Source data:
• • • • • • •

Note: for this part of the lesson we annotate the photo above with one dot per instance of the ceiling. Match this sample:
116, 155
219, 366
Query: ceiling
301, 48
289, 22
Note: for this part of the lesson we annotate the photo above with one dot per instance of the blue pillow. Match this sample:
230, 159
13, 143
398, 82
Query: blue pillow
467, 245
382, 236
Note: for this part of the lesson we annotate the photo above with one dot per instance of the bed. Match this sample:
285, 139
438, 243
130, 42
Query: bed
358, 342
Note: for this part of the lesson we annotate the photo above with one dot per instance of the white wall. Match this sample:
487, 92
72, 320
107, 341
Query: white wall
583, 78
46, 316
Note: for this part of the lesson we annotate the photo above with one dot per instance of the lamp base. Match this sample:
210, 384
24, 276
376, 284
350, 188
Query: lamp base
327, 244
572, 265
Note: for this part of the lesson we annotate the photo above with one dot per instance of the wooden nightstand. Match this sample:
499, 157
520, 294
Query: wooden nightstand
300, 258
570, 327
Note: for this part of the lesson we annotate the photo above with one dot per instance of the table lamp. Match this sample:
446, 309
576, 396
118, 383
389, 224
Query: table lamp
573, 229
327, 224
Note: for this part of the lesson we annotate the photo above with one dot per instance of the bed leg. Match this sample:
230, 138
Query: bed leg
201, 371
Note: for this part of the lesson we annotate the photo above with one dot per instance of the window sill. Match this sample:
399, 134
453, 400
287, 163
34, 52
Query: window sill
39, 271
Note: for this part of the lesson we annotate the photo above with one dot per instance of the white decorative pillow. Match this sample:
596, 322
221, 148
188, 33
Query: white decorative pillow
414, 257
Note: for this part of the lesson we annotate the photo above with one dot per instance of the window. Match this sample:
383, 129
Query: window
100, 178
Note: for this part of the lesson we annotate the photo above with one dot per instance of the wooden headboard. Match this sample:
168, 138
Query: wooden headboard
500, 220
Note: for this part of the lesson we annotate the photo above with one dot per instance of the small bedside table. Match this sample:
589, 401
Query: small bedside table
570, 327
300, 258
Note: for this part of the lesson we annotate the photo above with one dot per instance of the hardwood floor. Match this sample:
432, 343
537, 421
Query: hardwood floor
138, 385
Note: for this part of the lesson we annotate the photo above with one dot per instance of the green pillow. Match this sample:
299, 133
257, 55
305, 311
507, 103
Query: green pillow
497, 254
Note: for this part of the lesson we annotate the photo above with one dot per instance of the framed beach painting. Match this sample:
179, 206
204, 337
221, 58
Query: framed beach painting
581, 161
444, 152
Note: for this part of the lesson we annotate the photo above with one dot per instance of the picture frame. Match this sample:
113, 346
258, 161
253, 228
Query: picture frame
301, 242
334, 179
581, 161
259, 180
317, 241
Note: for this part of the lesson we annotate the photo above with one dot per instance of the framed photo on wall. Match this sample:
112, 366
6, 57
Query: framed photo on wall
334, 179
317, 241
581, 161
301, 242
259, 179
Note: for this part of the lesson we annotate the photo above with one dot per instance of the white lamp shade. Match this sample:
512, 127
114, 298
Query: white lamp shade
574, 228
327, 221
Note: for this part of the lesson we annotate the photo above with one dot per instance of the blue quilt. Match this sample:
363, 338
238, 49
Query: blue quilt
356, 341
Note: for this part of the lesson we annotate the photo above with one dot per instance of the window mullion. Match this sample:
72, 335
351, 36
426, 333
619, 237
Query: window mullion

• • • • • • •

= Work task =
Look through the data above for the word "mullion". Report each line where it occurs.

= Your response =
Note: for this part of the lesson we annotate the photo above with one dot per instance of the window mullion. Match this sample:
Query: window mullion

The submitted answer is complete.